→ **JOB**: Write out the listing below again, swapping "place a point on every instance" for "put a point on each instance" throughout and leaving everything else as is. Leave the pictures out of your answer.

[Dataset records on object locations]
○ ○ ○ ○ ○

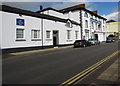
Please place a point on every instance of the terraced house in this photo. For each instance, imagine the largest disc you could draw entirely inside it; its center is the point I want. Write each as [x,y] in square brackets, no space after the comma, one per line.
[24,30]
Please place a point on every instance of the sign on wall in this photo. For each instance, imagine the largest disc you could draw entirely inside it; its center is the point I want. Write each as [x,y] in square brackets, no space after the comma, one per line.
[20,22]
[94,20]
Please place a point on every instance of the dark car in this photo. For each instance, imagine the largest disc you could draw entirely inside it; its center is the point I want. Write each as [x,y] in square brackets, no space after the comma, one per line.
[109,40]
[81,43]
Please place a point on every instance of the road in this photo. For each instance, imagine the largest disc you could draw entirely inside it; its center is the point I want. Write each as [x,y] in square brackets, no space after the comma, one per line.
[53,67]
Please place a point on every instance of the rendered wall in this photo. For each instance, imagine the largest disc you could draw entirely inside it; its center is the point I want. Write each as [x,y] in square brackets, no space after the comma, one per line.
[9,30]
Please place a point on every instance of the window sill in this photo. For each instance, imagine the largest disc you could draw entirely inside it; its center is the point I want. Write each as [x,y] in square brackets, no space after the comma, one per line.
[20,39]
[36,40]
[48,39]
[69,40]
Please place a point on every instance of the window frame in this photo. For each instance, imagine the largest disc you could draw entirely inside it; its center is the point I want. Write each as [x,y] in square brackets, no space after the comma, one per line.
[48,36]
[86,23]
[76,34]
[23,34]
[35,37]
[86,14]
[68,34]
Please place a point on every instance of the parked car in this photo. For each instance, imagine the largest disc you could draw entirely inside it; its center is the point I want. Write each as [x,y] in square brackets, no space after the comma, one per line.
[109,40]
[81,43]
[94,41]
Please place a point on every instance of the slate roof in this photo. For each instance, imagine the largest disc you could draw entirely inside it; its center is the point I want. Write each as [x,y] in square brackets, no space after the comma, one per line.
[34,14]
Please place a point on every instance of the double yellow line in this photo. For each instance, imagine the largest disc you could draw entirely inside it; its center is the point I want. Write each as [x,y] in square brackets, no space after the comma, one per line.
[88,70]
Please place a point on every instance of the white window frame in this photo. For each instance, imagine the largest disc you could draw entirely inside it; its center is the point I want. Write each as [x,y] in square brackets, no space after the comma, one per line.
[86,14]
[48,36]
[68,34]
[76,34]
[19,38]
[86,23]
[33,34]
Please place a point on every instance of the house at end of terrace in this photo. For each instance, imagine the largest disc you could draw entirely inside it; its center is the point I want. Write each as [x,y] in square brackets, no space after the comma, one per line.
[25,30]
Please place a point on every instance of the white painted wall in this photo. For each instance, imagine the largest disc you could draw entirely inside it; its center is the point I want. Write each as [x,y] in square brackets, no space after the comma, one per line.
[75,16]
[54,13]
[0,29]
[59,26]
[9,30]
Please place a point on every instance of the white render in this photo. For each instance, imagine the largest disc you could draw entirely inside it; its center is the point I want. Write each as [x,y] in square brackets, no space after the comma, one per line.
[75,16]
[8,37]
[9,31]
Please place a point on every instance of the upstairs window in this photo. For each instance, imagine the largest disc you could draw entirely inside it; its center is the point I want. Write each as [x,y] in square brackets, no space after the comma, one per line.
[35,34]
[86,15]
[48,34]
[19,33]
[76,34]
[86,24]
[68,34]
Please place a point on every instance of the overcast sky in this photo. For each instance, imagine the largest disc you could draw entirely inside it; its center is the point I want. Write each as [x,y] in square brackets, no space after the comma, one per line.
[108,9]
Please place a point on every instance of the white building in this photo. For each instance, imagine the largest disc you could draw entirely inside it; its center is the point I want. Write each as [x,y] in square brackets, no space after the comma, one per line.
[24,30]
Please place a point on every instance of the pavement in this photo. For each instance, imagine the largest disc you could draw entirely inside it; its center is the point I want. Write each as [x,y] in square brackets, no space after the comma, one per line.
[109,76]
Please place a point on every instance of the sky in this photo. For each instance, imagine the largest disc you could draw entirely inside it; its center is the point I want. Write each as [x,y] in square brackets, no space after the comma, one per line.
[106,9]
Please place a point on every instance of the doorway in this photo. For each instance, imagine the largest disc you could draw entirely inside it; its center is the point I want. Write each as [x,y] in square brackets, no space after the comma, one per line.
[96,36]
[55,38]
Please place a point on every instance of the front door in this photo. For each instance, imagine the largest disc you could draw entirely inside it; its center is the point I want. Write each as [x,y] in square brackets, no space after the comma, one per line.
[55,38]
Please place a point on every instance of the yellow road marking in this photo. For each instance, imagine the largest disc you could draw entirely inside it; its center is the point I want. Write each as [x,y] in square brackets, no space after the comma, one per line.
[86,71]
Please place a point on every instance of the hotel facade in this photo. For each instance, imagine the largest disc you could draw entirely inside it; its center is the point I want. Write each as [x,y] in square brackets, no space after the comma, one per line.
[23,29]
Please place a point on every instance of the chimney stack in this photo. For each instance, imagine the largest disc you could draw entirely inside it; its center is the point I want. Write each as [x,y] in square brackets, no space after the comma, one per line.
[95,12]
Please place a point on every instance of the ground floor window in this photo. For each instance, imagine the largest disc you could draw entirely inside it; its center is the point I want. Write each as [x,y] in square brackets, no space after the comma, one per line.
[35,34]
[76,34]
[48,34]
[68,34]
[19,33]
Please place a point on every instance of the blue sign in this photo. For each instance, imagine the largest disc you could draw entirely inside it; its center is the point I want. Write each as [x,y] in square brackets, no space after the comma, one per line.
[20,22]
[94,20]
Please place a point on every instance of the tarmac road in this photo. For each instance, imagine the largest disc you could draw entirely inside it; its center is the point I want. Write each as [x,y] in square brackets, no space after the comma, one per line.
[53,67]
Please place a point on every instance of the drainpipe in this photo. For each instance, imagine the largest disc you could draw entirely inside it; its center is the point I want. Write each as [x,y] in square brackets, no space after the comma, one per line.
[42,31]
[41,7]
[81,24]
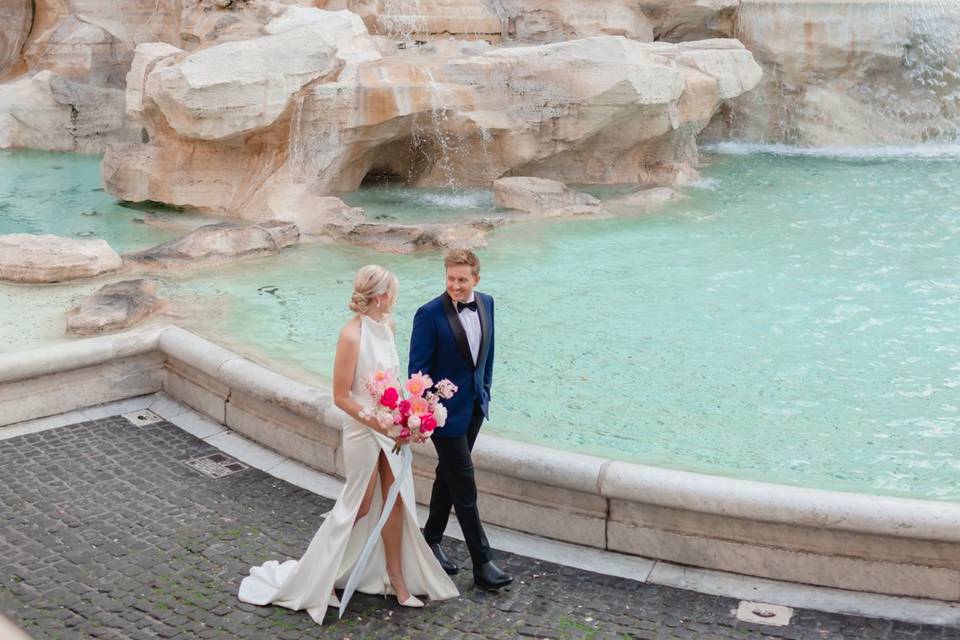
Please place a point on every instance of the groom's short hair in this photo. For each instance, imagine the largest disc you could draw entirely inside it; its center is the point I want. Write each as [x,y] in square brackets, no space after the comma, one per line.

○ ○ ○ ○ ○

→ **RESULT FOR THIS EXERCISE**:
Please put a point on each instance of the terraced house in this photo. For each instance, imagine the largest disc you could draw entirely inside it; its center is the point I want. Write each as [x,y] in square brackets, no space after the comma, one per line.
[24,30]
Please put a point on each instance of the sign on wall in this photo. For each instance, imagine the largest disc you could draw entirely inside it; its center is the point I want. Write each as [x,y] in square brackets, no space after the comma, one per line.
[20,22]
[94,20]
Please put a point on each instance of the dark car in this photo. For each instance, imagine the largest disc you could draw entirely inside it; its center is the point I want. Write each as [x,y] in square brackets, no space after the comma, one per line.
[109,40]
[81,43]
Please put a point on each instance of the road in this photo. For each instance, imagine the largest disc you could draw entirely inside it; its center is the point I want. Write each as [x,y] in square brackets, no space after the comma, one per line.
[53,67]
Please put a point on each instance of the rendered wall in this photo. For each instance, imagine the largest disc you could draw entirely inside it; its center is the point I want. Write each as [x,y] in square brackets, no space after the comma, one per line.
[9,30]
Please put a point on each instance of the window sill in this photo. For each instance, imagine the largest disc you could draw entirely inside it; its center is the point I want. Write each as [x,y] in square brackets, no space after the comma, one per line.
[20,39]
[36,40]
[48,39]
[69,40]
Please put a point on each instance of the window frame in this photo. For each instance, imagine the largest disc you could draw entirely inside it; its center is the point I want. Write each as [x,y] in square brackets, no space after the comma, one per line.
[48,36]
[86,23]
[76,34]
[23,34]
[35,37]
[86,14]
[68,34]
Please put a point on each instance of the parked car in this photo. For each instance, imagine the largest disc you could draw entirely inside it; its center is the point I want. Write each as [x,y] in square brackets, no space after the comma, one per line.
[109,40]
[81,43]
[94,41]
Please put a point on each instance of the slate roof in this photo. For each instance, imagine the largest disc you could draw entirely inside it; its center is the point I want. Write each as [x,y] in square brackets, no space after the comma, one per line.
[34,14]
Please put a point on each instance of the double yellow line in this photo. For each instance, imagine the largest disc you could draw entirely inside it; its center is the point I want. Write each as [x,y] in square brackets, no space after the comma, one per line.
[88,70]
Please put a point on each instance of the white window frame in this photo. For each instance, imagine the largest disc you could draw entirely inside it; its center is the point I want. Write each as [x,y] in square brackets, no space after the comma, one per line.
[86,14]
[48,36]
[68,34]
[76,34]
[19,38]
[86,23]
[33,34]
Please put a point on each instance of the house at end of terrace in this photo. For each instance, imagine the largest disc you could draw entirely inside it; its center is the point I want. Write each as [x,y] in square brackets, no space after the comma, one per line.
[25,30]
Please put a point on each instance of the white painted wall in this photo. For each instance, imagine the largest disc you could draw entirely inside it; its center is the point I want. Write each as [x,y] in square brackets, no space after the comma, one per line.
[75,16]
[54,13]
[0,29]
[59,26]
[9,30]
Please put a point on each instance of the white render in this photo. For each instance, imagine the largest disc you could draw entirely inside it; its center is the point I want. Write each as [x,y] in square brackets, no space after the comma, one per line.
[75,16]
[8,37]
[9,31]
Please put a point on each instance of the upstairs window in this photo. For each instance, imagine the largest disc you could draw entirely inside it; its center is the point I want. Write each as [x,y] in square brackets, no space after the comma, one per line.
[35,34]
[86,15]
[48,34]
[19,33]
[76,34]
[86,24]
[68,34]
Please put a point on each instance of the overcast sky in this photo. For each instance, imagine the largest disc you could draw entirely inside it; its center is the point I want. Write each as [x,y] in square brackets, no space after the comma, one per line.
[108,9]
Please put a point on each instance of the white building in this photo. For each instance, imagine the largest disc you could draw entirely inside it; its center is the point I want. Write each as [x,y] in square brackets, no space after the comma, one per line.
[24,30]
Please put a point on each instance of the pavement in this photo. For each instance, imagine the largest disc you could draw entirely inside it; its center is the point I want. Write each as [x,y] in square brackets, no space after the comma, one per line.
[109,76]
Please put a point on each instance of the sky in this photo. For each instance, imagine the largest disc you could draw entirely inside it; its center is the point I want. Write each as [x,y] in square brackets, no space after the comma, one per line.
[106,9]
Please put a point on each instance of the doorway in this photo. For each instance, imagine the largest disc you could draw entirely inside it; its center is the point I want. Write each as [x,y] in square brackets, no space after the comma, one per line.
[96,36]
[55,38]
Please put a point on each instance of the front door in this photo. For each instance, imagine the largest disc you could draw entirely inside it; its center is the point I want. Write each as [x,y] in square brackets, no space after the comma, one per line.
[55,38]
Please put a point on each instance of the yellow road marking in this photo. For each instance, imagine the largest disc you could draw entirely inside it; its center is the point I want. Write each as [x,y] in square brackets, no space after the comma, one per line.
[86,71]
Please put a point on each instance of the hotel facade in this photo. For each instance, imagine the largest disc you could draw entirely inside it; its center is the point I want. Write each as [x,y] in square brackets, no space after the comma, one per line.
[23,29]
Please put a point on each instance of the chimney stack in this photo. For each instance, imagine the largest disc you could draw entirely inside it; its center is the point I want. Write each as [x,y] in square brackets, no space after the comma, one per line.
[95,12]
Please put a point on each instance of the ground floor window in this photo. For each instance, imagine the largest disc you could draw entirely inside it; its center is the point I want. Write each as [x,y] in square brackets, no space after the comma, one per line.
[35,34]
[76,34]
[48,34]
[68,34]
[19,33]
Please put a point on each instance of the blue sign in this photo. For each instance, imagine the largest disc you could draw entirely inside it; its center is the point I want. Write each as [x,y] in square brackets, no space after the comma, one per line.
[20,22]
[94,20]
Please put a point on each instance of the tarmac road in this photo. For each instance, imagine the largest disc you could draw entirely inside it; its center is the point I want. Write each as [x,y] in square brackets, no space after the comma, one per line.
[53,67]
Please put a point on each instance of the drainpipe in this photo. For each instance, imagine the largest disc you could draw entirely inside it; its center is the point I want. Write each as [x,y] in square brackets, no space after the comma, one per line.
[42,31]
[41,7]
[81,24]
Please put a point on each instance of the groom's short hair in this photo. For each instance, imagine the largest disc you could draw entirely inside it; its center is the point I want. Write each as [x,y] in square brackets, no space after the comma, one per line.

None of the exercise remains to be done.